◆ WHAT IS NEEDED
Which lines of the entries below hold the word "knobby"? Report each of them.

[Natural-language object grounding data]
-=-=-
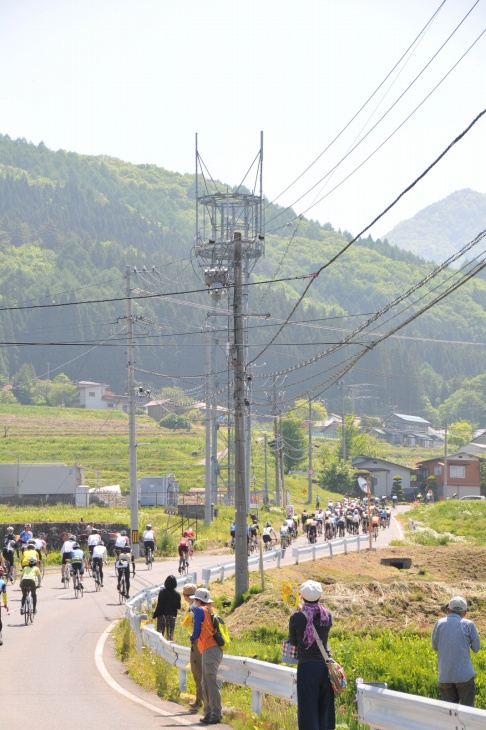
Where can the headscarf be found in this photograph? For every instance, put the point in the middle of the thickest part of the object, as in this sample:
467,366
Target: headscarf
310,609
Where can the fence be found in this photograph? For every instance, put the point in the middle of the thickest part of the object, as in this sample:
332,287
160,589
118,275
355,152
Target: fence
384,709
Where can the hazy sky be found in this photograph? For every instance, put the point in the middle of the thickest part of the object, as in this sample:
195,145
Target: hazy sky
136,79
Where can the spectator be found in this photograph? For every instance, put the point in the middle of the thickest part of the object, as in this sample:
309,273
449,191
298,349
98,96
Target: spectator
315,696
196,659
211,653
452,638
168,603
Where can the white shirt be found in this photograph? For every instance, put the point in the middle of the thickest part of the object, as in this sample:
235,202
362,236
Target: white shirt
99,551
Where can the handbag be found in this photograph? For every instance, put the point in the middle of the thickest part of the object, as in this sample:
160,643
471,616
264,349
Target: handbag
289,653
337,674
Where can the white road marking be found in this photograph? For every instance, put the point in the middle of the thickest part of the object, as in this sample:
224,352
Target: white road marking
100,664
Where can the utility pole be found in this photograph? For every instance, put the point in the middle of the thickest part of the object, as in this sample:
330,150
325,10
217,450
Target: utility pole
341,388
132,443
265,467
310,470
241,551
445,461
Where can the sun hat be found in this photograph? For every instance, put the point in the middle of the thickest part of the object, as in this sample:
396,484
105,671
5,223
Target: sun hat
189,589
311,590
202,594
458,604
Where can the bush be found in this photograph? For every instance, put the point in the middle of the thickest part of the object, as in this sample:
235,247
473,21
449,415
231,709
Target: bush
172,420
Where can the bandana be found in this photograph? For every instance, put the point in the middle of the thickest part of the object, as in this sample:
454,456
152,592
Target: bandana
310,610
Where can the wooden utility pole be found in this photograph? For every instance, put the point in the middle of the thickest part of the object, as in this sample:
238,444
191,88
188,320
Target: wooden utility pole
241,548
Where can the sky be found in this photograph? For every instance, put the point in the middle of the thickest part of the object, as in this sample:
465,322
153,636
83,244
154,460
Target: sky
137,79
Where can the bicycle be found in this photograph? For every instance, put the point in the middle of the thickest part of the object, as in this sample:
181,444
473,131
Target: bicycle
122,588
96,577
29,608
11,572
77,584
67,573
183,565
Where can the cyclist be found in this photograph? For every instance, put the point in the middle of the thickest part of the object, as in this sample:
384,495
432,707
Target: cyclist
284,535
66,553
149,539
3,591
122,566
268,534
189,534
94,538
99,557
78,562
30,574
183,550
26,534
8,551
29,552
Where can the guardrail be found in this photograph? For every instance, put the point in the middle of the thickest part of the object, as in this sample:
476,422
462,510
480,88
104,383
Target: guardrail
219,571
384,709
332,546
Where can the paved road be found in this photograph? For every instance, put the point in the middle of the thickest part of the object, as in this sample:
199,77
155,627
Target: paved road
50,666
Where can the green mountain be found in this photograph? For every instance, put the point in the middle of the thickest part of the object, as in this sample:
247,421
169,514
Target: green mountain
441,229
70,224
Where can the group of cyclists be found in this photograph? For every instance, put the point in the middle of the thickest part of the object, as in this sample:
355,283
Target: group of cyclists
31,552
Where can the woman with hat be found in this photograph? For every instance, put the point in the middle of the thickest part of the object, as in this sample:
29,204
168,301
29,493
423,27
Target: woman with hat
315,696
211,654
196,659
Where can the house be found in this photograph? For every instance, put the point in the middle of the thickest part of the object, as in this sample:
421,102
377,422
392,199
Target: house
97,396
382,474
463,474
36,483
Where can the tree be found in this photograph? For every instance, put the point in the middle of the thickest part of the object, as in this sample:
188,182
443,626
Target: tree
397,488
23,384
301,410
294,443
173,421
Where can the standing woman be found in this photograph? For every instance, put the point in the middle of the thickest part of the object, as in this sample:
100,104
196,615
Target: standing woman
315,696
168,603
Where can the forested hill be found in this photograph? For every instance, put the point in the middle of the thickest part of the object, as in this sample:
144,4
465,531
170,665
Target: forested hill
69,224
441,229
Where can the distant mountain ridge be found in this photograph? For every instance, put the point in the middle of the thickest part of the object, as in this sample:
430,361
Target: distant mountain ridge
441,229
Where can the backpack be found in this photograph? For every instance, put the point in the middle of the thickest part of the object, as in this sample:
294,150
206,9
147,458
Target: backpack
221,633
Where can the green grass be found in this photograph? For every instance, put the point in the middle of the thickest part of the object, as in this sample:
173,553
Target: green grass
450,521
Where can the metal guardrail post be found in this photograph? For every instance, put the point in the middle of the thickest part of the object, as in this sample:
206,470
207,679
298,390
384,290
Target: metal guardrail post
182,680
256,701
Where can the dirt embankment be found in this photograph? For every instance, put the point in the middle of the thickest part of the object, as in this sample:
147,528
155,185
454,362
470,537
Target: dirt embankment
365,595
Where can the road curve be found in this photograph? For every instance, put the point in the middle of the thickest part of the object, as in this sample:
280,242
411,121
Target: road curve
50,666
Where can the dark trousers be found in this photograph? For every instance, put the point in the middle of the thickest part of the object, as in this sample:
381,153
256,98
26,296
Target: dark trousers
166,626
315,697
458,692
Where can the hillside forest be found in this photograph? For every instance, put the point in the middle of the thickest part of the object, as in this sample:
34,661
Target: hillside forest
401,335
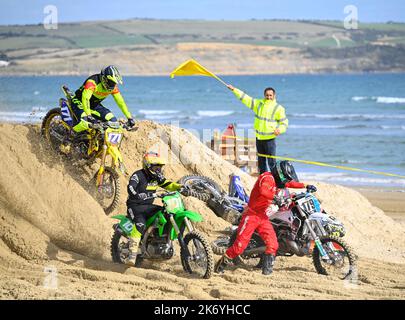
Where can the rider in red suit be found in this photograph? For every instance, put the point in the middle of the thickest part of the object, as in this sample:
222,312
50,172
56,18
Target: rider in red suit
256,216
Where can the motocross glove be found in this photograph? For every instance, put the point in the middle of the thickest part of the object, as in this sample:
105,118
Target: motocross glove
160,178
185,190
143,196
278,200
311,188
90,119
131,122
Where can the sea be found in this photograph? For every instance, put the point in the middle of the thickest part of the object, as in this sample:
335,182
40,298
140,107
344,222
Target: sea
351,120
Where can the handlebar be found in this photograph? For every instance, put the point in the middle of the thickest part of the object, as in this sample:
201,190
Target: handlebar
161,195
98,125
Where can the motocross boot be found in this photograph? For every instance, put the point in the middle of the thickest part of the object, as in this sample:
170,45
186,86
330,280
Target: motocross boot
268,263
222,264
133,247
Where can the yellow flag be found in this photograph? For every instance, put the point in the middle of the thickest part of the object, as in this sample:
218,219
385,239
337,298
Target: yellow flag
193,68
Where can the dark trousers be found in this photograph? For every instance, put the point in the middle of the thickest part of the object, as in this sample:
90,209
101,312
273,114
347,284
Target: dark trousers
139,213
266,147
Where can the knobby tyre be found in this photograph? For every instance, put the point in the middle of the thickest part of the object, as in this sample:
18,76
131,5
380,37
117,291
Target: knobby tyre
-=-=-
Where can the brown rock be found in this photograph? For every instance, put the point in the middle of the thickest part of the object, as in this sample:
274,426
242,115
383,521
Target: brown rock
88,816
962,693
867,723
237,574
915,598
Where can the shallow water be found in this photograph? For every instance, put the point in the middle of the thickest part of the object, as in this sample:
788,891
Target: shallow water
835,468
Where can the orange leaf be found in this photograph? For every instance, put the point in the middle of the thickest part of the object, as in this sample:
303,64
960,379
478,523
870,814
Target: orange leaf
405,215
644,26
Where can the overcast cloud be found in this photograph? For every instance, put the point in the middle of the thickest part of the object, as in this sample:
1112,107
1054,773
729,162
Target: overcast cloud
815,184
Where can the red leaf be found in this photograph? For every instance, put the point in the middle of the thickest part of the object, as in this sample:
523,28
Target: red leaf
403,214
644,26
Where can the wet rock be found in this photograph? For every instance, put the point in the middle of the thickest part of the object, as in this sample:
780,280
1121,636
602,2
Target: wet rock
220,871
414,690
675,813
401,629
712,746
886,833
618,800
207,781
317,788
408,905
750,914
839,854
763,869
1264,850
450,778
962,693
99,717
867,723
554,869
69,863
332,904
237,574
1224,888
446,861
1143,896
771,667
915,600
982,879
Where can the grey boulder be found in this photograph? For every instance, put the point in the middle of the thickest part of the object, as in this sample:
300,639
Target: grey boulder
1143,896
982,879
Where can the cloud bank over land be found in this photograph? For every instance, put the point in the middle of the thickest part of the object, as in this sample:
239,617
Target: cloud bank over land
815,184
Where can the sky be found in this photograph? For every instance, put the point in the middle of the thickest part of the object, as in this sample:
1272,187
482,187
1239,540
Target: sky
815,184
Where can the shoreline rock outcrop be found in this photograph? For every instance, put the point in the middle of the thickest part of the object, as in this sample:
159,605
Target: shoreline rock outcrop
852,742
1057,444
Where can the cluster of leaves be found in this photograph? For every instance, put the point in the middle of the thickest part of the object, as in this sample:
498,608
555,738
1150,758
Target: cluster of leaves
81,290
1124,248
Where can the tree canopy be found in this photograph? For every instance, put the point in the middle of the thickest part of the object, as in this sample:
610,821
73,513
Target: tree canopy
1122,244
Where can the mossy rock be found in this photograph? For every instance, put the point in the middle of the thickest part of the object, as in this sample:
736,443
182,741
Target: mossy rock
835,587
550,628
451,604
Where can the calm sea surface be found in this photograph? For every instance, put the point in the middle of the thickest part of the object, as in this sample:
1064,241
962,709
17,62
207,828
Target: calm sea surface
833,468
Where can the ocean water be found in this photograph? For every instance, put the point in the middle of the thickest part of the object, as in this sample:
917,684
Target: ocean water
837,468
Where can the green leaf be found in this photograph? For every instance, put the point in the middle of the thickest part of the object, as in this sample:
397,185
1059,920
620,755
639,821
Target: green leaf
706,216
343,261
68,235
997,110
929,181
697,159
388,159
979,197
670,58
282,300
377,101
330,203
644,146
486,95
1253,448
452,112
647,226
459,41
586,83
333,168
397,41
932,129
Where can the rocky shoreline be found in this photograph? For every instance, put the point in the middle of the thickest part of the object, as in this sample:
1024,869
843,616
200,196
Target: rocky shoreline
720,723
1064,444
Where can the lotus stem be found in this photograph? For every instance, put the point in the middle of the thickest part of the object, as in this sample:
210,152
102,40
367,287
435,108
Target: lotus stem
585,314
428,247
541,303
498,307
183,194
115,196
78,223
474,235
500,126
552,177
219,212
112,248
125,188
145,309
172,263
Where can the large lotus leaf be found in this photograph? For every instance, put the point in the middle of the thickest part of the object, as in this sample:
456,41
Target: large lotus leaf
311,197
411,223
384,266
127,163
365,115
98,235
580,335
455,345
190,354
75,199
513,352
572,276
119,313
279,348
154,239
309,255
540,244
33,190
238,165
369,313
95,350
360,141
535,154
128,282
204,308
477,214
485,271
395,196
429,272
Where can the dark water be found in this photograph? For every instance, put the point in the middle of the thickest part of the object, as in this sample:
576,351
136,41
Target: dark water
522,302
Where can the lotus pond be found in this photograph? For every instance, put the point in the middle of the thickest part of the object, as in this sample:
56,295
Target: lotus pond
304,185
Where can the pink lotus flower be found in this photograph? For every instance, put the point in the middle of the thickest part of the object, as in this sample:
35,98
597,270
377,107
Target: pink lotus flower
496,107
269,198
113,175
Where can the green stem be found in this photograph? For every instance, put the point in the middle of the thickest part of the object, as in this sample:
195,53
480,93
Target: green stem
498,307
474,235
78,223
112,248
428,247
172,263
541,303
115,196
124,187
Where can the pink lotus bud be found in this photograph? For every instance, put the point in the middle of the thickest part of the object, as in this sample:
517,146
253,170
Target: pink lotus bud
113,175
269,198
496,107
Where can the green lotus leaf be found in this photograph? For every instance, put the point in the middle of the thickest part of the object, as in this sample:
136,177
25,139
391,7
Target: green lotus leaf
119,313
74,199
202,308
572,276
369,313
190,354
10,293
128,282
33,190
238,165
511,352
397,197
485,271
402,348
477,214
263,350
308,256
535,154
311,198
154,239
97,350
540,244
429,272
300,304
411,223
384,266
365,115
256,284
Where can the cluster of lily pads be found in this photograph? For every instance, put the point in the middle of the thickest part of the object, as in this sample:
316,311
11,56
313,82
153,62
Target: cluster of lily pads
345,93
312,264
-=-=-
◆ TASK SOLUTION
Where can the knobby tyre be found in this photograph? For every instance, put the point in the middle of the thickest part of the object, as in this sample:
Target: knobby tyre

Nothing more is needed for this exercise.